--- INFORMATION SHOWN ---

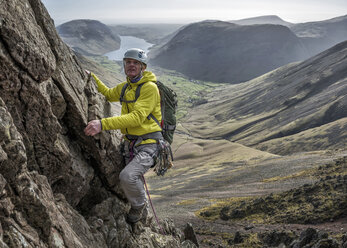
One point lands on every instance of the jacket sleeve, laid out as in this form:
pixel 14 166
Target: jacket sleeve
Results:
pixel 142 108
pixel 111 94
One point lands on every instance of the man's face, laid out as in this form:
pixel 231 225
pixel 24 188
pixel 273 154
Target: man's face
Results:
pixel 132 67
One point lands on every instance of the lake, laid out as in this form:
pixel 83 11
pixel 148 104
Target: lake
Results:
pixel 126 43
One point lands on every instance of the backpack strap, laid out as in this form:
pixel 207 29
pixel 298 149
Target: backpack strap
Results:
pixel 137 93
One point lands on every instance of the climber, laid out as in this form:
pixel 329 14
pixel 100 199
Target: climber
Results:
pixel 141 132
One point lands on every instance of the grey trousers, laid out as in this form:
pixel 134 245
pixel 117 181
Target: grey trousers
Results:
pixel 131 176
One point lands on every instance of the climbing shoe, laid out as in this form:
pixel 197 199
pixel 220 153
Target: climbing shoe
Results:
pixel 135 214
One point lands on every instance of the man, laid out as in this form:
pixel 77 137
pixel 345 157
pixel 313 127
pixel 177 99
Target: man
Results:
pixel 138 121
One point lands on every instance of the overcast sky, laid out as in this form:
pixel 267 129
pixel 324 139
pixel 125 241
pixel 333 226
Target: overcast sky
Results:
pixel 184 11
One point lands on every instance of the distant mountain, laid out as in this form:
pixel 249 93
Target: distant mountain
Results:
pixel 225 52
pixel 89 37
pixel 298 107
pixel 319 36
pixel 269 19
pixel 152 33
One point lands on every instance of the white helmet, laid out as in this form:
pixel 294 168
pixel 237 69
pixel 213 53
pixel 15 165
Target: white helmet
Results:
pixel 137 54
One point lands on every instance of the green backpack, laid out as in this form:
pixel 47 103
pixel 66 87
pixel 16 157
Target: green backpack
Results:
pixel 168 103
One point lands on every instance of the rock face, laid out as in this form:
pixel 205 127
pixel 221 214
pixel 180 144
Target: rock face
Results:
pixel 59 188
pixel 89 37
pixel 225 52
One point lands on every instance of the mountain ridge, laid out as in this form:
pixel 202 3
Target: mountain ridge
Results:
pixel 89 37
pixel 275 105
pixel 226 52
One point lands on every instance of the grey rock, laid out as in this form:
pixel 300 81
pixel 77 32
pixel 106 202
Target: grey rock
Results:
pixel 58 187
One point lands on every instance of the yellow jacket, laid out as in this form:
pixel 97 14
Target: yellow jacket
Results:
pixel 133 119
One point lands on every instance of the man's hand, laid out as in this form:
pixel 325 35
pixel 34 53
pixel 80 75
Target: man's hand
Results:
pixel 93 127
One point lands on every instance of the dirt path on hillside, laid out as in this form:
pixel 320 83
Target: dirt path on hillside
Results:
pixel 178 195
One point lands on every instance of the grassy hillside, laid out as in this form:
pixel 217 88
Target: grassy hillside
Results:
pixel 301 106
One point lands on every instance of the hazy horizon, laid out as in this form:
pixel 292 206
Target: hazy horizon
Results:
pixel 186 11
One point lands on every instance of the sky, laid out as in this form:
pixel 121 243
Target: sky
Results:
pixel 186 11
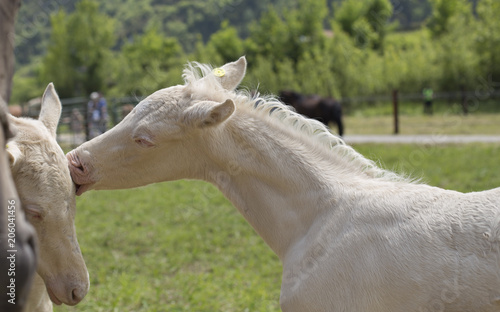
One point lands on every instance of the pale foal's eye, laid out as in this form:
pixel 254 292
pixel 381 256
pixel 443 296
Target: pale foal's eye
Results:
pixel 33 212
pixel 144 142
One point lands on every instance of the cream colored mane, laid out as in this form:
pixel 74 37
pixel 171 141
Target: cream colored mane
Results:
pixel 200 77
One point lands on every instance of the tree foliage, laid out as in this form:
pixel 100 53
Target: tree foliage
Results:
pixel 79 50
pixel 333 48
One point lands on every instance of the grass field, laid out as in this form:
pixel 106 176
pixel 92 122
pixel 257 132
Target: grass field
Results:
pixel 181 246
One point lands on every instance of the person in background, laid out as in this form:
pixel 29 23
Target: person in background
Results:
pixel 97 115
pixel 428 95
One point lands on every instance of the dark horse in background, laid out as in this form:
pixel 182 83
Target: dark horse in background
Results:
pixel 315 106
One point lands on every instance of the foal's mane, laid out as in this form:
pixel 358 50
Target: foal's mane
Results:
pixel 200 76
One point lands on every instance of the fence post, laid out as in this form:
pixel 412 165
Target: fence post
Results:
pixel 86 120
pixel 465 107
pixel 395 110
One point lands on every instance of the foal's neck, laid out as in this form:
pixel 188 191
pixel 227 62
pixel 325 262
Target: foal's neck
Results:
pixel 279 183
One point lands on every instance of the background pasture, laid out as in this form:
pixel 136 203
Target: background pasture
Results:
pixel 181 246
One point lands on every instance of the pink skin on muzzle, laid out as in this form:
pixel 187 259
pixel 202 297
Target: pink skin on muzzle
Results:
pixel 79 174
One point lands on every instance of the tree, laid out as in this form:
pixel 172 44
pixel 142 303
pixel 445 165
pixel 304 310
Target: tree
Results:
pixel 79 49
pixel 365 21
pixel 226 43
pixel 443 12
pixel 488 40
pixel 8 12
pixel 153 62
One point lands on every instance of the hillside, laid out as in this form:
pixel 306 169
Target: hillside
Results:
pixel 186 20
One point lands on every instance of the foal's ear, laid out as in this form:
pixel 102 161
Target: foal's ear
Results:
pixel 208 113
pixel 51 109
pixel 14 153
pixel 233 73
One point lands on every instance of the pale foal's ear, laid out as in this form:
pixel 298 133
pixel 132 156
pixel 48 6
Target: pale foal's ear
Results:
pixel 208 113
pixel 232 74
pixel 14 153
pixel 51 109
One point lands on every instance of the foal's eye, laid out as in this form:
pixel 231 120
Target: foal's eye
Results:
pixel 33 212
pixel 143 142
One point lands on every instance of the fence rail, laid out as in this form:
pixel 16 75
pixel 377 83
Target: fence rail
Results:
pixel 117 112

---

__ASSIGNMENT__. Which lines in the listing above hold the word "mane"? Show each of them.

__RESULT OF THIS TASK__.
One point lands on every instance of the cream colored mane, laid out as in this form:
Target: cream colored mane
One point lands on every instance of the foal's mane, laid out as in this form:
Target: foal's mane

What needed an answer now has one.